Trecho da página:
* * *
Sempre lúcido, o professor percebeu que ocorrera uma mudança de paradigma mundo afora, segundo a qual os jovens em rebelião desejavam assumir a vanguarda do processo histórico. Sob o signo do antiautoritarismo em qualquer nível – família, trabalho, escola, saber –, foi nas trincheiras planetárias de 1968 que se contestou pela primeira vez o poder discricionário do homem-adulto-branco-heterossexual. Uma tal contestação só cresceria com o passar do tempo, a bandeira do Outro sendo empunhada pelos jovens, pelas mulheres, pelos não-brancos em geral (negros, asiáticos, árabes, indígenas) e pelos homossexuais.

Estas duas reedições constituem documentos incontornáveis da luta perpétua contra o obscurantismo no país, que nunca esmorece.

No cinema

No cinema destaca-se a contribuição de Renato Tapajós, ex-aluno de Ciências Sociais. Preso e torturado, escreveu Em câmara lenta (1977), denunciando a tortura. Por isso, seria preso outra vez e seu livro proibido. Ele viria a ser um destacado documentarista político e um dos principais cinegrafistas a filmar a ascensão dos metalúrgicos de São Bernardo e suas greves, que prenunciaram o fim da ditadura (Chão de fábrica e Linha de montagem, entre outros).
* * *
Linhas:
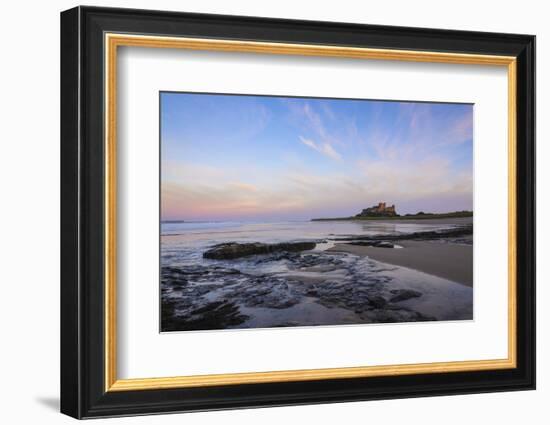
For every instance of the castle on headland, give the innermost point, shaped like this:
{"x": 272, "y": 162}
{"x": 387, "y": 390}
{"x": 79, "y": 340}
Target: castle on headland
{"x": 379, "y": 210}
* * *
A fazer:
1. Transcreva o trecho do texto sobre 1968 e a ditadura que começa em "Estas duas reedições" e segue até "montagem, entre outros).".
2. Dê continuidade ao texto sobre 1968 e a ditadura a partir do ponto em que ele termina.
Os dados não são necessários aqui.

Em resposta:
1.
Estas duas reedições constituem documentos incontornáveis da luta perpétua contra o obscurantismo no país, que nunca esmorece.

No cinema

No cinema destaca-se a contribuição de Renato Tapajós, ex-aluno de Ciências Sociais. Preso e torturado, escreveu Em câmara lenta (1977), denunciando a tortura. Por isso, seria preso outra vez e seu livro proibido. Ele viria a ser um destacado documentarista político e um dos principais cinegrafistas a filmar a ascensão dos metalúrgicos de São Bernardo e suas greves, que prenunciaram o fim da ditadura (Chão de fábrica e Linha de montagem, entre outros).

2.
Sempre na luta, quase meio século mais tarde faria o documentário A batalha da Maria Antonia (2014). O diretor mostra as hostilidades entre os alunos da Maria Antonia e os do Mackenzie, foco do famigerado Comando de Caça aos Comunistas (CCC), do outro lado da rua. Os eventos foram num crescendo e resultaram na invasão, bombardeio e incêndio da Maria Antonia, com o beneplácito e o apoio das Forças Armadas. O que não faltou foi a aprovação oficial da reitoria do Mackenzie

Na ofensiva contra o ensino público que a ditadura encabeçou, é bom lembrar que a Maria Antonia era a sede da Campanha em Defesa do Ensino Público, pela qual nossos mais eminentes professores faziam turnês de conferências pelo país todo. A destacar na campanha o papel de liderança de Florestan Fernandes. Uma tal ofensiva incluiu o desmantelamento naquele mesmo ano em São Paulo (sem falar das catástrofes no restante do país) das melhores escolas secundárias, de concepção experimental e de vanguarda, que eram os Ginásios Vocacionais, sob o comando de Maria Nilde Mascelani, e o Colégio de Aplicação da USP. O Ginásio Vocacional do Brooklyn já conta com excelente documentário de um ex-aluno cineasta, Toni Venturi: Vocacional – Uma aventura humana (2011). Toni Venturi se destacou no cinema político, a que se devotou por toda a vida.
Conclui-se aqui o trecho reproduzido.